*** DATASET EXTRACT ***

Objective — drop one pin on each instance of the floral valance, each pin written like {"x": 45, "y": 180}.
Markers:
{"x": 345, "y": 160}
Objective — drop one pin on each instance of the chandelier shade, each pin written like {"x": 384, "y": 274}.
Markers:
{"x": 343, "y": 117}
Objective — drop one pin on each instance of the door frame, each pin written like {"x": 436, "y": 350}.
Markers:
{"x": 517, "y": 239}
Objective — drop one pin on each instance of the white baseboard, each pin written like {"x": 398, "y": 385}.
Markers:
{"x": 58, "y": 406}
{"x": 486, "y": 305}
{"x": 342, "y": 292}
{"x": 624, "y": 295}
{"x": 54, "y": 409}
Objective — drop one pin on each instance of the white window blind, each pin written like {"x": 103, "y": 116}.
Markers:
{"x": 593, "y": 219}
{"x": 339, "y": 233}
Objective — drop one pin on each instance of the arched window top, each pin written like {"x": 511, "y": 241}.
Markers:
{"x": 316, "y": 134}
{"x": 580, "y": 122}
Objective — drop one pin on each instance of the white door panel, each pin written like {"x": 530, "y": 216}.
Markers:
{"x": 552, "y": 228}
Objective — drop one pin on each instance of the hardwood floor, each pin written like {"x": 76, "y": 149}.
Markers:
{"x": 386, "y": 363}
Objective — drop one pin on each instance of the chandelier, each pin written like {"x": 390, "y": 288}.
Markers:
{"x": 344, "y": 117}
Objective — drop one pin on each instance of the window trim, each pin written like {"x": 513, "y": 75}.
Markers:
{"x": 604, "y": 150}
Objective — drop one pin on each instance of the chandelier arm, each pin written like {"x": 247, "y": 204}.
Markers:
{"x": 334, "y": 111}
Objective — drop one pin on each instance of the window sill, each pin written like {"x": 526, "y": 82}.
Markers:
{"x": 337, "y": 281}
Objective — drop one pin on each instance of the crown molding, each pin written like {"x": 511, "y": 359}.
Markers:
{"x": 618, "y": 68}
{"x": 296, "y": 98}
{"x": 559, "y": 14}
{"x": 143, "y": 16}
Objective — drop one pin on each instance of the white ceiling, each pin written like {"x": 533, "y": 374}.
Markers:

***

- **BRIEF**
Can you copy all of the records above, word for word and character for character, without changing anything?

- **RESPONSE**
Objective — drop one pin on each instance of the floral valance, each pin written like {"x": 45, "y": 180}.
Markers:
{"x": 345, "y": 160}
Objective — drop one pin on each instance of the chandelier shade, each pin written like {"x": 384, "y": 274}.
Markers:
{"x": 343, "y": 117}
Objective — drop one pin on each instance of the door frame, each pin written like {"x": 436, "y": 350}.
Markers:
{"x": 517, "y": 239}
Objective — drop one pin on each instance of the white baseboard, each pin written like {"x": 398, "y": 385}.
Markers:
{"x": 58, "y": 406}
{"x": 486, "y": 305}
{"x": 342, "y": 292}
{"x": 624, "y": 295}
{"x": 54, "y": 409}
Objective — drop one pin on each instance of the white window blind, each pin written like {"x": 103, "y": 116}.
Markers:
{"x": 593, "y": 219}
{"x": 339, "y": 233}
Objective — drop one pin on each instance of the arched window top, each pin written like {"x": 511, "y": 241}.
Markers:
{"x": 316, "y": 134}
{"x": 580, "y": 122}
Objective — drop one pin on each instance of the white door panel, each pin written like {"x": 530, "y": 216}.
Markers:
{"x": 552, "y": 228}
Objective — drop one pin on each instance of the hardwood floor, each pin written like {"x": 76, "y": 149}.
Markers:
{"x": 386, "y": 363}
Objective — drop one pin on each instance of the chandelier, each pin written like {"x": 390, "y": 288}.
Markers:
{"x": 344, "y": 117}
Objective — drop one pin on each instance of the window trim, each pin written like {"x": 513, "y": 75}.
Markers:
{"x": 604, "y": 150}
Objective — drop one pin on each instance of the chandelier arm, each pin written like {"x": 247, "y": 204}.
Markers:
{"x": 334, "y": 111}
Objective — drop one pin on each instance of the window sill, each pin written like {"x": 526, "y": 82}.
Markers:
{"x": 337, "y": 281}
Objective — drop one pin on each instance of the crown molding, each pin written like {"x": 511, "y": 359}.
Markers:
{"x": 618, "y": 68}
{"x": 296, "y": 98}
{"x": 559, "y": 14}
{"x": 143, "y": 16}
Objective — drop one pin on each instance of the white ceiling, each pin written like {"x": 533, "y": 374}.
Markers:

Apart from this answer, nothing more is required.